__Problems to work on__:
a) In the fracture passage, how thick was the curved nail that Küntscher described in 1966?
b) Reproduce the fracture passage from "Figure 13-7 Letzius" to "Coll Surg 1950;13:569-72.)".

Figure 13-7 Letzius nail.

(Redrawn from Letzius A. Intramedullary nailing of intertrochanteric and subtrochanteric fractures with curved nail. J Int Coll Surg 1950;13:569-72.)

Küntscher Condylocephalic Nail

In 1966, Küntscher ⁵¹ described osteosynthesis of pertrochanteric fractures with a long, curved nail, 9 mm thick, that was inserted from medial femoral condyle with help of a guidewire. Küntscher noted that he elaborated the ideas of Letzius and Herzer.

Ender Nailing

Based on the principle of condylocephalic nailing and the ideas proposed by Hackethal, another method of intramedullary nailing was introduced into practice in 1969 by Ender and Simon-Weidner.⁵² This method was received with much enthusiasm, and in the 1970s and 1980s, many proximal femoral fractures (mostly pertrochanteric and subtrochanteric) were treated with Ender nailing. However, the analysis of outcome revealed unsatisfactory results, mainly in patients with unstable fractures, and the technique was gradually abandoned.

Classification

Several classification systems of subtrochanteric fractures have been suggested.

Boyd and Griffin

Boyd and Griffin ⁵³ originally called attention to subtrochanteric fractures as a variant of pertrochanteric fractures and noted a higher incidence of unsatisfactory results after operative treatment. These investigators divided all trochanteric fractures into four types (I to IV). In this system, type III represents subtrochanteric fractures, and type IV comprises subtrochanteric fractures with intertrochanteric extensions.

Fielding and Magliato

In 1966, Fielding and Magliato ¹³ developed a classification especially for subtrochanteric fractures. This system recognized three types of fractures, based on the location of the primary fracture line in relation to the lesser trochanter. Type I includes fractures at the level of the lesser trochanter, type II signifies fractures within 1 inch (2.5 cm) below the lesser trochanter, and type III fractures are within 1 to 2 inches (2.5 to 5 cm) of the lesser trochanter. However, this classification does not address the problem of comminution, which is critical in fracture stability assessment.

Zickel

In 1976, Zickel suggested a six-part classification system that included long spiral fractures and trochanteric extension.³¹ He used his classification system to emphasize the need for adjunctive fixation with his cephalomedullary nail for prevention of rotational and length deformity.

Seinsheimer

In 1978, Seinsheimer ⁵⁴ proposed a complex but concise classification, based on the number of major fragments and the location and shape of fracture lines (Fig. 13–8). This classification involves eight subgroups:

• Type I: Nondisplaced fractures

• Type II: Two-part fractures with three subgroups (type IIA, a transverse fracture; type IIB, a spiral fracture with the lesser trochanter attached to the proximal fragment; and type IIC, a spiral fracture with the lesser trochanter attached to the distal fragment)

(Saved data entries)
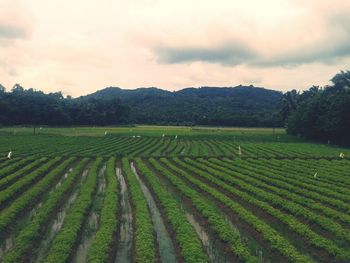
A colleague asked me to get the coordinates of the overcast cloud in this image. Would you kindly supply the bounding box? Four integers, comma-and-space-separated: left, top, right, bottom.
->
0, 0, 350, 96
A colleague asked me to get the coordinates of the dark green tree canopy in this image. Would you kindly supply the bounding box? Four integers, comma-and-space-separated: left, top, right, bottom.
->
287, 71, 350, 145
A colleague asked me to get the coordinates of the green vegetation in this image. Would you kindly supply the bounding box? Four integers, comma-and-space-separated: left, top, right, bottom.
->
0, 126, 350, 263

__Your written answers__:
a) 9 mm

b)
Figure 13-7 Letzius nail.

(Redrawn from Letzius A. Intramedullary nailing of intertrochanteric and subtrochanteric fractures with curved nail. J Int Coll Surg 1950;13:569-72.)